_Instruction_: Count the lines of the data that contain the word "leaf", matching case exactly, and give only the number.
_ _ _ _ _
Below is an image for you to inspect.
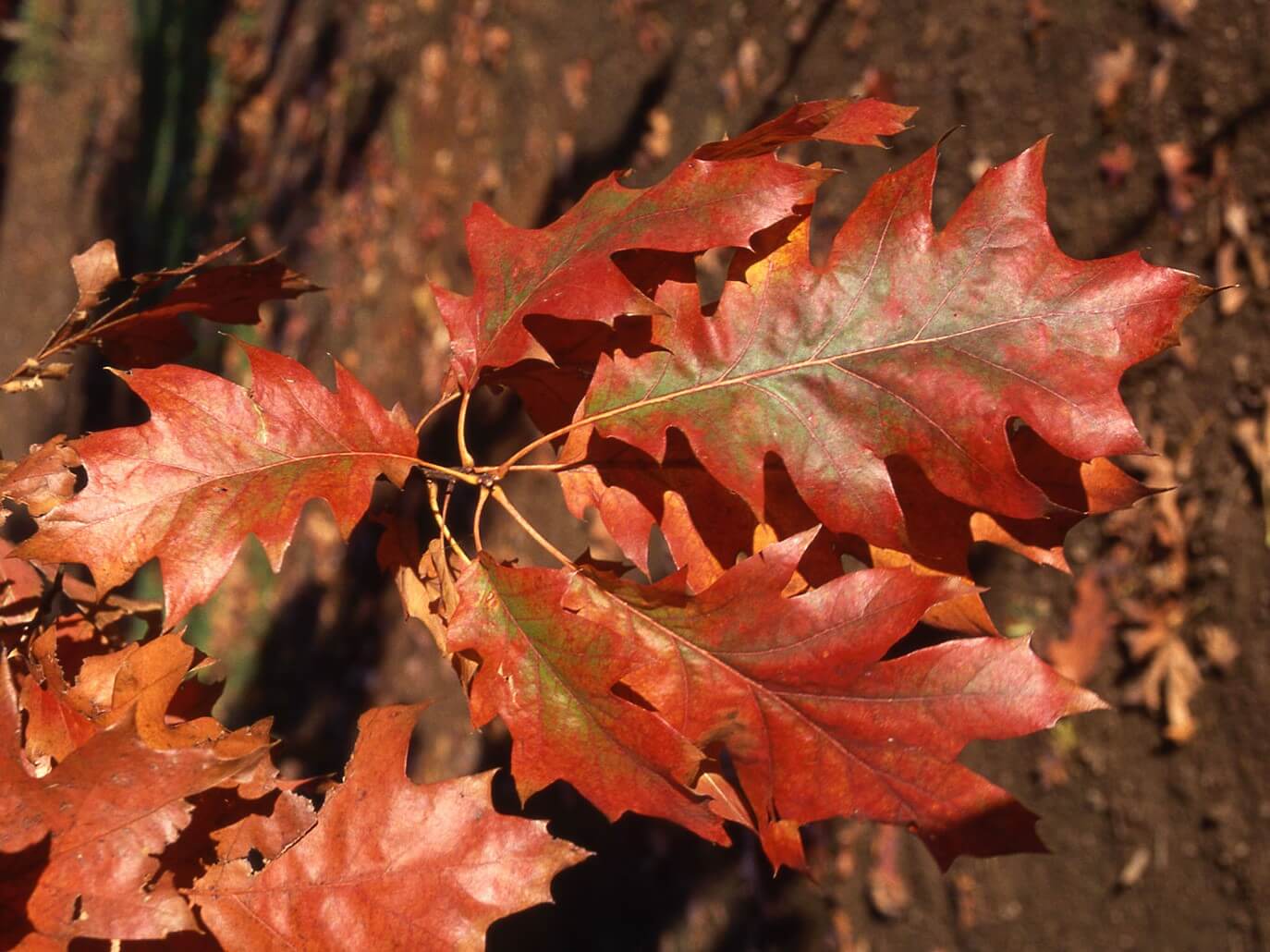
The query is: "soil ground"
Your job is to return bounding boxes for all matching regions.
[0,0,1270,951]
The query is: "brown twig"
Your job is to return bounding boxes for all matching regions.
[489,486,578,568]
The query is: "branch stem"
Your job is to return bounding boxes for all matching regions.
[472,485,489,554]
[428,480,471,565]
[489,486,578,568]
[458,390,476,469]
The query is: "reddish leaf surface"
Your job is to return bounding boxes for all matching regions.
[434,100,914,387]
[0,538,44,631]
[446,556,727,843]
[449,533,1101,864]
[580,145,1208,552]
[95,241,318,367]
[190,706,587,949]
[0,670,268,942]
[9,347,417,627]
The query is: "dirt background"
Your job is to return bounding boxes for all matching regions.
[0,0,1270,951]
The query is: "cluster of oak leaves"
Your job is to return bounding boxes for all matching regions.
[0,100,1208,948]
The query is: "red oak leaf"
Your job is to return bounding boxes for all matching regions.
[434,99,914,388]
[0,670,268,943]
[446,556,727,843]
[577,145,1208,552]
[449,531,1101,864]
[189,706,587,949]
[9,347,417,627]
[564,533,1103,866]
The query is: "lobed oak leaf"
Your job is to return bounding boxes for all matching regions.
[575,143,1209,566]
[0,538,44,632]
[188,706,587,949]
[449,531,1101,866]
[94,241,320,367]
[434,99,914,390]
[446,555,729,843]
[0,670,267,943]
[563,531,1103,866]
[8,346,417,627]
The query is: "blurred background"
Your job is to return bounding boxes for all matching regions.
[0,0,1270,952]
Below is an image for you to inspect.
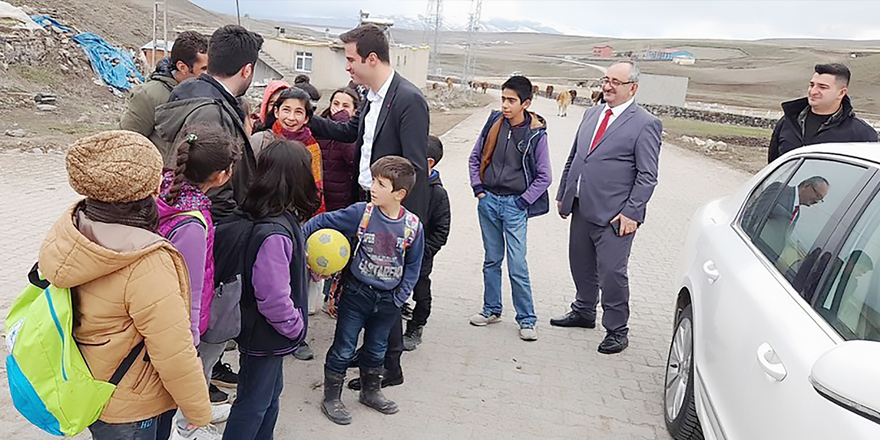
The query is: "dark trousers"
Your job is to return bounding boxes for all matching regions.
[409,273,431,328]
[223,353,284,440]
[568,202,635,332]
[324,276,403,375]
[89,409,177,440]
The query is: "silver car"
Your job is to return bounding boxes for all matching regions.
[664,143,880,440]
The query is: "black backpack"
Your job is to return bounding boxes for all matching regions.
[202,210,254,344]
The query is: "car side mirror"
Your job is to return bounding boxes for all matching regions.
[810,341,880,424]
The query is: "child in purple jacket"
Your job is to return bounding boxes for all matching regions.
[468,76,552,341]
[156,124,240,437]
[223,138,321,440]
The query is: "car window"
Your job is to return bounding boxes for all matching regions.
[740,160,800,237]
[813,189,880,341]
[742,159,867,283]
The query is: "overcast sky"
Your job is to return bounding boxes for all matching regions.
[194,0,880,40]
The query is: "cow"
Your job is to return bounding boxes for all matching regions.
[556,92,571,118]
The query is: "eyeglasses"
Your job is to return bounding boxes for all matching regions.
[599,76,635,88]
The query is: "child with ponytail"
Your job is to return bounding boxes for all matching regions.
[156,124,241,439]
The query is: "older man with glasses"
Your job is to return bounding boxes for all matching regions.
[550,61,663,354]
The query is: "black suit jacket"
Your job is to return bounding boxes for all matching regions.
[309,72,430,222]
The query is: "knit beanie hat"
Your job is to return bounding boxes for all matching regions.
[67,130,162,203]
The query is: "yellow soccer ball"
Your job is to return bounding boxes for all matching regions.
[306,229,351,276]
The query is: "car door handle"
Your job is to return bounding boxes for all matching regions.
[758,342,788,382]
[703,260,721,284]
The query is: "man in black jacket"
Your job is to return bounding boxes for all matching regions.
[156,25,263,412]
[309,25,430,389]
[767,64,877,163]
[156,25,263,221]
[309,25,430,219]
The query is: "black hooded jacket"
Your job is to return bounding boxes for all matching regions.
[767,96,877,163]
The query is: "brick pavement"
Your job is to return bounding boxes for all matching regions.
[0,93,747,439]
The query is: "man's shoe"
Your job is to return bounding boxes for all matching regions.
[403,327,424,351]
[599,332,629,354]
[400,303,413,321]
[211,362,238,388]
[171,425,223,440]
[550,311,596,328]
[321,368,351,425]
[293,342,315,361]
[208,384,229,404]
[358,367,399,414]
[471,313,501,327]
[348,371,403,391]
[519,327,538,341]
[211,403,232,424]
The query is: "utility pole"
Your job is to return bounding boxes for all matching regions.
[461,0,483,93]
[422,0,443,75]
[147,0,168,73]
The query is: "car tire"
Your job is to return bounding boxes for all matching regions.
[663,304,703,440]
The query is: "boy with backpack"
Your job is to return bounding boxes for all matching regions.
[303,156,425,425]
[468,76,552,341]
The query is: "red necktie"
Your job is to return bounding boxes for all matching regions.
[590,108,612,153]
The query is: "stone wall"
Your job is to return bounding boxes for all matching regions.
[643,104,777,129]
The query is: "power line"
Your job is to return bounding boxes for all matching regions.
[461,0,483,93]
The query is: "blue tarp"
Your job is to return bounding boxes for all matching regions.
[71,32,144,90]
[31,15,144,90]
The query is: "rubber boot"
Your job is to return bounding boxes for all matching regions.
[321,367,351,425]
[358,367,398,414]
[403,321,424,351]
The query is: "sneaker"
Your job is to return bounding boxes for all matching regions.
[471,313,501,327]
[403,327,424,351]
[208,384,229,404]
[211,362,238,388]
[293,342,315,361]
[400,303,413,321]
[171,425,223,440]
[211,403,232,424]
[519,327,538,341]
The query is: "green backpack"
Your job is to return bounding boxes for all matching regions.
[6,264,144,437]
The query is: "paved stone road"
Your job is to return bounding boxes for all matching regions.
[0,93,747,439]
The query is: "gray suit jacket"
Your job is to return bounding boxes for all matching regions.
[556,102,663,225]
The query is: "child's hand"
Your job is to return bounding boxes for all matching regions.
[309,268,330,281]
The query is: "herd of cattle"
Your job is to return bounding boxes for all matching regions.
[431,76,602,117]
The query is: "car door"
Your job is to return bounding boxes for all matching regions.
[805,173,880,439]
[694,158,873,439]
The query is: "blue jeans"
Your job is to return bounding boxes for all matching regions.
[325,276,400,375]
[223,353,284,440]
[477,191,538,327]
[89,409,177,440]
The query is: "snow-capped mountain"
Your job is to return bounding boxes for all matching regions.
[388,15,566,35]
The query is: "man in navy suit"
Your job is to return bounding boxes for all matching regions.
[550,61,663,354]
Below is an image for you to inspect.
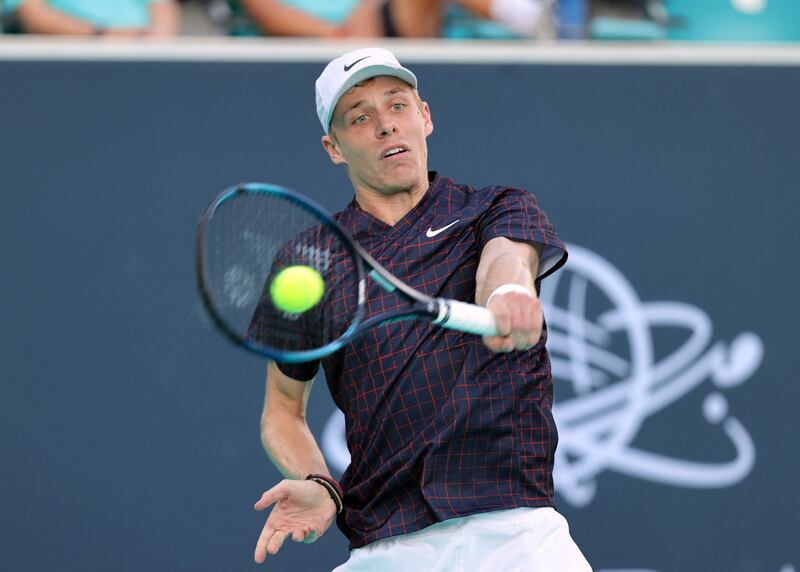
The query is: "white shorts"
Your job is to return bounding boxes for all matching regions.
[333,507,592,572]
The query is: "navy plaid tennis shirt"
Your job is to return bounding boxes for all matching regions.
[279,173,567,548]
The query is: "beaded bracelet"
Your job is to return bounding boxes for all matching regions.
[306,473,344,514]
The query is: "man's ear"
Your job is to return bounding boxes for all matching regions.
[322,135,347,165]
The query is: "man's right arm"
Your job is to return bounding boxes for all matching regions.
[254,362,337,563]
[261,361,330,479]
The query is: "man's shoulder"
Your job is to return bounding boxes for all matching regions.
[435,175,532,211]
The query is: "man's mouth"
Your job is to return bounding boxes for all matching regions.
_ _ _ _ _
_The reply_: 3